::: Data for the task :::

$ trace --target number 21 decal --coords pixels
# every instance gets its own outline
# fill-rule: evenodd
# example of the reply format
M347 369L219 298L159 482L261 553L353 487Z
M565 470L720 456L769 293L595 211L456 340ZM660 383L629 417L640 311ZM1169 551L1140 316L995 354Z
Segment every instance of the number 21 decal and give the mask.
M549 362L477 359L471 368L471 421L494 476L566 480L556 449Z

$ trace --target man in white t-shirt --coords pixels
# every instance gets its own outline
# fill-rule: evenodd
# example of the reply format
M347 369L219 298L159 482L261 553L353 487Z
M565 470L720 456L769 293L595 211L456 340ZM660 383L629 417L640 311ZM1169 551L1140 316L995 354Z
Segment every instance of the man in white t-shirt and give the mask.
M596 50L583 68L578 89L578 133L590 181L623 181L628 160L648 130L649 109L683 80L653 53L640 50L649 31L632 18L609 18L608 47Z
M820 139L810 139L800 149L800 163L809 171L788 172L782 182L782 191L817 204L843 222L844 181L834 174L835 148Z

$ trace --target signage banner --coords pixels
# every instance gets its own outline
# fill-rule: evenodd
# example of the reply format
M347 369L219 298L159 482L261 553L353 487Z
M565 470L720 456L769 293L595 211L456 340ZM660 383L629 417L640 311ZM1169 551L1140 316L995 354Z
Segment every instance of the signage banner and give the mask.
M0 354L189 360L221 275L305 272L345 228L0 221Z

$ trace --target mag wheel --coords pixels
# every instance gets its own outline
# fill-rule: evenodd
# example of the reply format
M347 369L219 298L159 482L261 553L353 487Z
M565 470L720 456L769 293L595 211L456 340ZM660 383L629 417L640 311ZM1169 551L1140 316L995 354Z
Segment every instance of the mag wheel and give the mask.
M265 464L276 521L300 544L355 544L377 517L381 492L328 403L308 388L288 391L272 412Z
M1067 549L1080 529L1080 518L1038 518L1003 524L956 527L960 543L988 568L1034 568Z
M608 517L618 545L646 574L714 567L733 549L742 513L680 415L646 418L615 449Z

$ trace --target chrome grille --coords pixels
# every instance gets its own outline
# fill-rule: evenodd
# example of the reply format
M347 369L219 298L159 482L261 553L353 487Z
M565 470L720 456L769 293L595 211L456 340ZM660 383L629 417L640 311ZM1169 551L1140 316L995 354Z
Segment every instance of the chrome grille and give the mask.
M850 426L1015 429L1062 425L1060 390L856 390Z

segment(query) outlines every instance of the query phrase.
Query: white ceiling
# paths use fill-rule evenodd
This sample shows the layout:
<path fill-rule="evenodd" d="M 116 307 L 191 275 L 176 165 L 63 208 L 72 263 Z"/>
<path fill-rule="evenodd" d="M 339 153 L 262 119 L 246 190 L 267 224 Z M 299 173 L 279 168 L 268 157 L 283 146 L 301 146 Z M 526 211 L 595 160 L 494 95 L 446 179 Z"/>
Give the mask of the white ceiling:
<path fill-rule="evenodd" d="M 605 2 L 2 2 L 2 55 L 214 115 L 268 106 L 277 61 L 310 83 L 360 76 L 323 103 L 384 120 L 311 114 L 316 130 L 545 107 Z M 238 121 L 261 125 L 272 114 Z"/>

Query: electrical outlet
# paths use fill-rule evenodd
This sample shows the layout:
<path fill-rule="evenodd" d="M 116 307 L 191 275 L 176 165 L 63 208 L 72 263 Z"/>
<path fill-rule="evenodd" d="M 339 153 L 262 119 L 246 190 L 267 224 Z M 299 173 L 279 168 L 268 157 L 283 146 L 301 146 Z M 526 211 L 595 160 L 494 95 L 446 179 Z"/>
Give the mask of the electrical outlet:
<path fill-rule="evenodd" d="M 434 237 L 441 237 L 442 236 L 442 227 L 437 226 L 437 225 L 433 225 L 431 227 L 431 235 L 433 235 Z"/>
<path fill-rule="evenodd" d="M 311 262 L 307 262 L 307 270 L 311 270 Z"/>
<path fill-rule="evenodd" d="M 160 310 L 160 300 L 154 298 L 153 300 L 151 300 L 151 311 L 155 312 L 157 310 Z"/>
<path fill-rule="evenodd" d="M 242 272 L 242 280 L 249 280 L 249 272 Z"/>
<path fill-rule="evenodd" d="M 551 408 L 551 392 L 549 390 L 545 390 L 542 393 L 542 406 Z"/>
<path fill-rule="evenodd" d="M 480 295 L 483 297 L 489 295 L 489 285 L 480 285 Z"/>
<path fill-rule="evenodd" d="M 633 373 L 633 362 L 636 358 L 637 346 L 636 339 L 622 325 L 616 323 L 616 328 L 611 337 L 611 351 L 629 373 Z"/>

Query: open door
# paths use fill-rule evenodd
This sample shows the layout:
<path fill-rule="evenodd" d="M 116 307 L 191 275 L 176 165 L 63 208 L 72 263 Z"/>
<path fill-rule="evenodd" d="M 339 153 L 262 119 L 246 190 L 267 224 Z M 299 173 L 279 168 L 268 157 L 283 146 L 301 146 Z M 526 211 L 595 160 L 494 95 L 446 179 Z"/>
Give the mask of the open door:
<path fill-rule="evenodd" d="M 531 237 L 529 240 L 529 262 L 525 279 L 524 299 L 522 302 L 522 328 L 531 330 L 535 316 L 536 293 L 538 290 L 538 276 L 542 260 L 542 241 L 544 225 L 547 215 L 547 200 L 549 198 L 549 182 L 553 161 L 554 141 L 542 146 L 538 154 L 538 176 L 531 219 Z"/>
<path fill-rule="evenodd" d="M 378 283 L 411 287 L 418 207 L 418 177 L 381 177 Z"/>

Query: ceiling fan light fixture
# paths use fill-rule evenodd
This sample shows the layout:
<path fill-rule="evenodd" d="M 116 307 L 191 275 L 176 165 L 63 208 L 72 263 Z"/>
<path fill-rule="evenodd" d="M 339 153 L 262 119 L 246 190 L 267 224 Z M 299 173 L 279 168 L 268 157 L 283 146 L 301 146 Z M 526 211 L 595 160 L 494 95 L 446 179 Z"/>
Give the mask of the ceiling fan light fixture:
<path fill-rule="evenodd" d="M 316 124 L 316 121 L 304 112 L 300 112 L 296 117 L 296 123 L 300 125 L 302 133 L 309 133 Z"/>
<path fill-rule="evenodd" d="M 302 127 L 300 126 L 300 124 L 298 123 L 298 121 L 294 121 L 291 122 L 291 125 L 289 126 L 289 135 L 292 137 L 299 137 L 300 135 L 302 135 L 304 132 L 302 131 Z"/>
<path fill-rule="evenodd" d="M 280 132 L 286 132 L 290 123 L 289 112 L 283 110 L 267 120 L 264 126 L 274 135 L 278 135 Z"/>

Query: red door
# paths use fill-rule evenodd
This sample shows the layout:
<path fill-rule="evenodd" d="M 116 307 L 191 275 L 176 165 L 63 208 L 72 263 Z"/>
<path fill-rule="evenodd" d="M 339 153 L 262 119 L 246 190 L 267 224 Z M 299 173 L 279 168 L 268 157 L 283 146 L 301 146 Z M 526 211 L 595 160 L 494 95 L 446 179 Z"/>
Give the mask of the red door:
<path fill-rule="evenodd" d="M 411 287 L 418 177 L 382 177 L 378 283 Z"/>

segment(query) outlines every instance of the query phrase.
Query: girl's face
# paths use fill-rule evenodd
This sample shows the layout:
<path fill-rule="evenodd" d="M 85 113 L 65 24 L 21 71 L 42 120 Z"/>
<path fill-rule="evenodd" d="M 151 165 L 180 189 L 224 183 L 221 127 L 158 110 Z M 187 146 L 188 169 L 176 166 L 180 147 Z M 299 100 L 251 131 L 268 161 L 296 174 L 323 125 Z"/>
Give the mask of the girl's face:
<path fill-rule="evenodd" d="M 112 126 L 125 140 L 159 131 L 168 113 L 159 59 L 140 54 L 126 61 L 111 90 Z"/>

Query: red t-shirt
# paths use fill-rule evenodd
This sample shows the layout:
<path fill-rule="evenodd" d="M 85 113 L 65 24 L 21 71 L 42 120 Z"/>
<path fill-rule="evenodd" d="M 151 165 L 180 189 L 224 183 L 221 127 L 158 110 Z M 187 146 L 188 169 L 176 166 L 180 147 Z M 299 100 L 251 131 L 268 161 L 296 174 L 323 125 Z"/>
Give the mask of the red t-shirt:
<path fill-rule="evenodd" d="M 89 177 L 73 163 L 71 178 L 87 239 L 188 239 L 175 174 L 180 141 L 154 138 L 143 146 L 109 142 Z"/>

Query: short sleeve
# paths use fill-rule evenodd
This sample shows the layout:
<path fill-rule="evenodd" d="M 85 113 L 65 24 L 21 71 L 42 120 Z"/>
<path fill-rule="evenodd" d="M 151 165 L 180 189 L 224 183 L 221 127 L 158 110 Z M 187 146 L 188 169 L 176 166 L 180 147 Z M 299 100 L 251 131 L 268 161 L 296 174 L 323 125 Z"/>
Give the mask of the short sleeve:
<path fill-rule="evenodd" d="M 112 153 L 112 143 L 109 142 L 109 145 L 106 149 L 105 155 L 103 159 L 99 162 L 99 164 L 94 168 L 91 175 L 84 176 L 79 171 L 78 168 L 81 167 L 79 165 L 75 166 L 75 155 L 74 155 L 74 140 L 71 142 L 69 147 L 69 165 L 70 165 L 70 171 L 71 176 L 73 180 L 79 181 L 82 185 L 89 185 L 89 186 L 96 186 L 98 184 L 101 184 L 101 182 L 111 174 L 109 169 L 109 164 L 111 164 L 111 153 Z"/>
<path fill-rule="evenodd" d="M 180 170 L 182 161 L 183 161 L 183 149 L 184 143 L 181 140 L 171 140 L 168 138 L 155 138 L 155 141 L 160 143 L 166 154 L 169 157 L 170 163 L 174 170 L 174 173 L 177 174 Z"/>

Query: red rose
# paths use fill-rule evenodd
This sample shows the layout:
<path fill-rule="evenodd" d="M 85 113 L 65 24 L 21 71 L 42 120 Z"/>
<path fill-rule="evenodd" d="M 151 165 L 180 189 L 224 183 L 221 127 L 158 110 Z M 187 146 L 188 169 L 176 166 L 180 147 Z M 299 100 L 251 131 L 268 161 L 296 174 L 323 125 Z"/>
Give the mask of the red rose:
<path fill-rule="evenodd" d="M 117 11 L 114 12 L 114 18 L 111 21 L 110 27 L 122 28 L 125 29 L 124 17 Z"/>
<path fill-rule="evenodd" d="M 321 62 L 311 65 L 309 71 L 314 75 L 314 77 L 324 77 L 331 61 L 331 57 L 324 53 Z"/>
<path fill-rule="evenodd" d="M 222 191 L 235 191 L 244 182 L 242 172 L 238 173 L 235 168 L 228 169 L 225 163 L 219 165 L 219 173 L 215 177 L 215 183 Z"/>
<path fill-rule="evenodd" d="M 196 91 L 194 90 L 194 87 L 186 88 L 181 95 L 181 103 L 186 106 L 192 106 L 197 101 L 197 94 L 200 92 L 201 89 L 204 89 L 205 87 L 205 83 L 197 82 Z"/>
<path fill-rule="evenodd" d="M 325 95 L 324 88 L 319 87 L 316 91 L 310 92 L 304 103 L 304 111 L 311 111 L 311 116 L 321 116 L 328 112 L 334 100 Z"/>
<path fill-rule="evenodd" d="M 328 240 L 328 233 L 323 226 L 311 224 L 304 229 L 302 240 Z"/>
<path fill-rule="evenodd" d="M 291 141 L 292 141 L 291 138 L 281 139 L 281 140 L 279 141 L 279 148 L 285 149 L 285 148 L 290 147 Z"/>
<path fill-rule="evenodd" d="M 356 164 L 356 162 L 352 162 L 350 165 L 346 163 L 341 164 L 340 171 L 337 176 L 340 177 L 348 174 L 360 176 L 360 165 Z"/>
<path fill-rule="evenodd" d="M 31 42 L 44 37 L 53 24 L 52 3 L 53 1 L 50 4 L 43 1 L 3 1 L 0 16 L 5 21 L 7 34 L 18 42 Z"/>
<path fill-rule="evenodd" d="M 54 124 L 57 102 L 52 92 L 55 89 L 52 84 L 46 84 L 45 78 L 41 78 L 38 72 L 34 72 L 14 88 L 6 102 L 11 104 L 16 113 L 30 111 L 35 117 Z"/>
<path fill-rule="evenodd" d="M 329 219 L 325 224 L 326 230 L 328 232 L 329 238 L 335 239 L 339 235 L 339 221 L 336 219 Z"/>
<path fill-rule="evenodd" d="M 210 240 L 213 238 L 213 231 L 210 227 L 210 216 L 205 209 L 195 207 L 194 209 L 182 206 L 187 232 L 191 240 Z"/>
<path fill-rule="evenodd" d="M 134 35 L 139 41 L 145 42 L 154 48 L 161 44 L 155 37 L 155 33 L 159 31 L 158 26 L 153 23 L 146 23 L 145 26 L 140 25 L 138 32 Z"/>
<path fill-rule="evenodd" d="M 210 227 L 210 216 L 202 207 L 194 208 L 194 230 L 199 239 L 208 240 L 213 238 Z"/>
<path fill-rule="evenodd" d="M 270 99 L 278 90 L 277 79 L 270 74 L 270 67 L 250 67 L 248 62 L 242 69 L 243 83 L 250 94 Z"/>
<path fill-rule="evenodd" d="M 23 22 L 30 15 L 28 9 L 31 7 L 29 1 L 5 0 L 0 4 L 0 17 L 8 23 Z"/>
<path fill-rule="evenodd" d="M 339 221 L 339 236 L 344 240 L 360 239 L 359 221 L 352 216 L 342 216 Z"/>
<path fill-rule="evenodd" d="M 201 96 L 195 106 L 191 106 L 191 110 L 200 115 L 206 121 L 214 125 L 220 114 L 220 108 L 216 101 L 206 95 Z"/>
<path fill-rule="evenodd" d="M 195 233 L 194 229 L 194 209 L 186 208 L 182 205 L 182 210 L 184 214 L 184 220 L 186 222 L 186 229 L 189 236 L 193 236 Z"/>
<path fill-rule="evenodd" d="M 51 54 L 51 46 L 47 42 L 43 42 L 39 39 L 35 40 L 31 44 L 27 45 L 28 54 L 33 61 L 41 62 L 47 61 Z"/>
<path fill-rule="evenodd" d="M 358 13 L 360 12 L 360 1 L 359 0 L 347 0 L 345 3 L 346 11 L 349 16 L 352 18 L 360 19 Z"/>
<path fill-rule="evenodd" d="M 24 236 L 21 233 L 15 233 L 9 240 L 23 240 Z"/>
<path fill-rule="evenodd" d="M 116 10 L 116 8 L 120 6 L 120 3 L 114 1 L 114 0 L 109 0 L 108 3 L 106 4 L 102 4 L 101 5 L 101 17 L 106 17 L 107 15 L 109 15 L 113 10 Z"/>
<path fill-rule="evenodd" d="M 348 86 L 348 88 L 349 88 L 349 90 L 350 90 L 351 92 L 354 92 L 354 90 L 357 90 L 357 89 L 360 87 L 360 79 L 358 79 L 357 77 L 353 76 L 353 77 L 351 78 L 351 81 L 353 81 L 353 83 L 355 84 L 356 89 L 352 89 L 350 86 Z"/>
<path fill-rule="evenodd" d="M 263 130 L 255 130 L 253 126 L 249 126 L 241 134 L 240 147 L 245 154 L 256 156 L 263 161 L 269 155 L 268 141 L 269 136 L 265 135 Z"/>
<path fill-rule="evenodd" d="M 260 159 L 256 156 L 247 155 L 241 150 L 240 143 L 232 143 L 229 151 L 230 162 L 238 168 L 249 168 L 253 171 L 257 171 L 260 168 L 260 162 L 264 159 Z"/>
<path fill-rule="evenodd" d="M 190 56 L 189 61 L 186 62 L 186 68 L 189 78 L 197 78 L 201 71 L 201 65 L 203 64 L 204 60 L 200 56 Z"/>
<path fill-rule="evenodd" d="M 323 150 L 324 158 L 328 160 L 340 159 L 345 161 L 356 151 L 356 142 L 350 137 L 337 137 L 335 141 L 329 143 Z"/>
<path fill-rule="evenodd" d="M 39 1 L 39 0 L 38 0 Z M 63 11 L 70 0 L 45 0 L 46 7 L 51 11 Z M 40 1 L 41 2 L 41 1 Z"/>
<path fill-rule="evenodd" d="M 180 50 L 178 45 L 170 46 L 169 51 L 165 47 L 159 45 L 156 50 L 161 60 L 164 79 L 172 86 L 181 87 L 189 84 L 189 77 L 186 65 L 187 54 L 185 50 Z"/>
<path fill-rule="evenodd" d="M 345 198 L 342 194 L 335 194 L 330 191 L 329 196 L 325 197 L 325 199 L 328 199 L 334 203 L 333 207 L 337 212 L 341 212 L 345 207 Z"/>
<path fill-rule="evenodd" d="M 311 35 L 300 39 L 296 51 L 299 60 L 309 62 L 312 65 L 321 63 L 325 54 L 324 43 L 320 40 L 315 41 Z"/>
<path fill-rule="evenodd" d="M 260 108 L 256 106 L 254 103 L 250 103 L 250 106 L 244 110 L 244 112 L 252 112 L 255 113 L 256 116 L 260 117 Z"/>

:::

### What you are asked to do
Go through the entries and return each line where the word "coords" appears.

### Finished exercise
$ trace --target number 21 decal --coords pixels
$ trace --target man in white t-shirt --coords pixels
$ trace --target signage banner --coords pixels
$ trace --target mag wheel --coords pixels
$ trace --target chrome grille --coords pixels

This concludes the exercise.